_Trecho selecionado_
"""

Nesse momento, seu relacionamento com o marido também se fortaleceu, pois ele foi de grande ajuda e apoio nos momentos difíceis. “Ele foi como um filho que cuidou dela. Nessa época eu gostava muito dela. Eu tinha visto aquela mulher tão altiva, independente, autoritária, como ela estava assim? E você veja o que é a vida: tudo o que ela me judiou e veio cair na minha casa. E eu tratei dela como se fosse a minha mãe. Porque pra minha mãe eu não fiz nada, ela estava muito longe.”
Laurinda faleceu em 2001 e para Maria e a família foi uma perda muito grande. “Por mais que eu me sentisse enclausurada porque via todo mundo saindo e vivendo sua vida e eu não podia, a morte dela foi terrível. Eu estava me sentindo tão abandonada, tão sozinha porque tinha perdido ela. Ela esteve internada um mês e eu não conseguia tirar os lençóis e a almofada onde ela sentava na minha casa. Eu estava na esperança de que ela voltasse.”
A volta pra casa
Depois de tantos anos de desafios, dificuldades e muita luta, uma grande alegria de Maria foi quando, aos 60 anos, voltou a sua aldeia em Portugal e reencontrou sua mãe, seus irmãos e conheceu até os irmãos por parte de pai. “Foi lindo! Quando eu cheguei, falei: viu, mãe, demorou 48 anos pra eu vir ver você, mas eu vim!”

"""

_Dados fornecidos_
"""

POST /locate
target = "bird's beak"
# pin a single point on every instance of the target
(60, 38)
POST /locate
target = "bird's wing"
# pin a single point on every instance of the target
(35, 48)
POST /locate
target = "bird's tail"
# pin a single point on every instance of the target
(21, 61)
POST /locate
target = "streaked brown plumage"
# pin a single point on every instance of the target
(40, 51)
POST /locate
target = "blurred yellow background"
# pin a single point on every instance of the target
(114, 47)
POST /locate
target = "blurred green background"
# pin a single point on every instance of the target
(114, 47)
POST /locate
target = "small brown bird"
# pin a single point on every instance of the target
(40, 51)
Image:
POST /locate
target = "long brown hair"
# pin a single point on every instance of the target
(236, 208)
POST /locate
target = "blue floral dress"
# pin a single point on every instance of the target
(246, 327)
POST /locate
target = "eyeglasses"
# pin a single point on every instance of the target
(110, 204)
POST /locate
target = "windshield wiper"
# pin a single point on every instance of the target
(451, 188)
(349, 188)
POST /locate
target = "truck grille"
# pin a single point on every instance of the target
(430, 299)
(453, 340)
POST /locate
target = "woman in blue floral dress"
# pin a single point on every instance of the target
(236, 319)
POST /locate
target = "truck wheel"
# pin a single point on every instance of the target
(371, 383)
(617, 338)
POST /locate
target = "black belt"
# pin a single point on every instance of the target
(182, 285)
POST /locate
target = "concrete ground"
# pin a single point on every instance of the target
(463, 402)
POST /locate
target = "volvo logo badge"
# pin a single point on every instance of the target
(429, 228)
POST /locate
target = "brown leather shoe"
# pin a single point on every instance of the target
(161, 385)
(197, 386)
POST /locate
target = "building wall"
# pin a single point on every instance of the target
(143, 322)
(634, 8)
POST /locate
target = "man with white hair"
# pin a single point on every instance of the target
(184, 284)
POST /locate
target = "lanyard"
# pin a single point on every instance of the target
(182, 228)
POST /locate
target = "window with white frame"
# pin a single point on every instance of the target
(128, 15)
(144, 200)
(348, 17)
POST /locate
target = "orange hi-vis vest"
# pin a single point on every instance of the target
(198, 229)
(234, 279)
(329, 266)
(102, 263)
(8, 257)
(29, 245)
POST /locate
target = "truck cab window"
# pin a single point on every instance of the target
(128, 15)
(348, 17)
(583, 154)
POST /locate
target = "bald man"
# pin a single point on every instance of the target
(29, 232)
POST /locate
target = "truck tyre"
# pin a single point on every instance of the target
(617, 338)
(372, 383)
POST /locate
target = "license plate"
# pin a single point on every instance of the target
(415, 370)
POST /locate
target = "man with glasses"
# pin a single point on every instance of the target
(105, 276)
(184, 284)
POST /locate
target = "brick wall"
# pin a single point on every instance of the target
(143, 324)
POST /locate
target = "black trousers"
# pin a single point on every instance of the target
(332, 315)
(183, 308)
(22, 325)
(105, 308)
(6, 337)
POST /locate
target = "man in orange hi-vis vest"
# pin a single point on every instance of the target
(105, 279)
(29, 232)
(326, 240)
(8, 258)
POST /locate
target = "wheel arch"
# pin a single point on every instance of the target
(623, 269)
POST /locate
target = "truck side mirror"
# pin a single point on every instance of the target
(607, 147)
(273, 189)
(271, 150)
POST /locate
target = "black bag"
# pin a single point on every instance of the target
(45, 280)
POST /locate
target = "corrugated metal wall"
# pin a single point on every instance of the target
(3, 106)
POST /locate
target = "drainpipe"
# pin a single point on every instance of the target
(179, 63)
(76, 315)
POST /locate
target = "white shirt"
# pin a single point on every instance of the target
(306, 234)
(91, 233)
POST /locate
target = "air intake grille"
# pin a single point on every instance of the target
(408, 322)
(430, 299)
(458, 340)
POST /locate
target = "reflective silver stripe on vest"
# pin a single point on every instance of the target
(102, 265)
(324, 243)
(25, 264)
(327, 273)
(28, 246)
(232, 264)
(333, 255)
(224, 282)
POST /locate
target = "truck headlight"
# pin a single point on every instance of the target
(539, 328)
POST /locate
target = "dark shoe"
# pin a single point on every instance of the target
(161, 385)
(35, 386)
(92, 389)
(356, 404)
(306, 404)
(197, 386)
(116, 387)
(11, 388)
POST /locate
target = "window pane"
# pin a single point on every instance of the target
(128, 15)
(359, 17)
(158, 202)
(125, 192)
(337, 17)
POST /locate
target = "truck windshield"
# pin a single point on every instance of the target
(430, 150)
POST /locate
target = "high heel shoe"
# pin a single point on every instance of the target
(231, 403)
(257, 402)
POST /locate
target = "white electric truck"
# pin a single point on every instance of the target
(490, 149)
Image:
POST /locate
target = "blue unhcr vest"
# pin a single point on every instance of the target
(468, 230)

"""

_O que fazer_
1) No trecho sobre a vida de Maria, quais familiares ela reencontrou ou conheceu ao voltar à sua aldeia em Portugal? Liste todos.
2) Retome o trecho sobre a vida de Maria e dê continuidade a ele a partir do ponto em que termina.
As linhas não têm nenhuma relação com o trecho sobre a vida de Maria.

_Respostas do exercício_
1)
- mãe
- irmãos
- irmãos por parte de pai

2)
Hoje, aos 67 anos, Maria do Céu é uma mulher linda, uma grande mãe de três filhos incríveis, ativa, amiga, muito amada e, principalmente, muito feliz.
Essa é a história da Maria do Céu, mas poderia ser da Joana, da Natália, da Adriana, da Fernanda ou de tantas outras. Histórias de mulheres de fibra, que, mesmo com todas as dificuldades impostas pela vida, nunca desistem, mesmo com medo, nunca recuam, mesmo tristes, nunca desabam. E o motivo e a força disso tudo, eu descobri no fim da nossa conversa.
– “Maria, revendo toda a sua vida, pensando em tudo o que você fez, se tivesse uma palavra pra resumir tudo, qual seria?”
– “Amor. Fiz tudo por amor aos meus filhos e à minha família.”
É, Maria, você não é do Céu à toa. Em nome de todas as mulheres que, ainda hoje, passam por preconceitos, dificuldades e desafios, muito obrigada!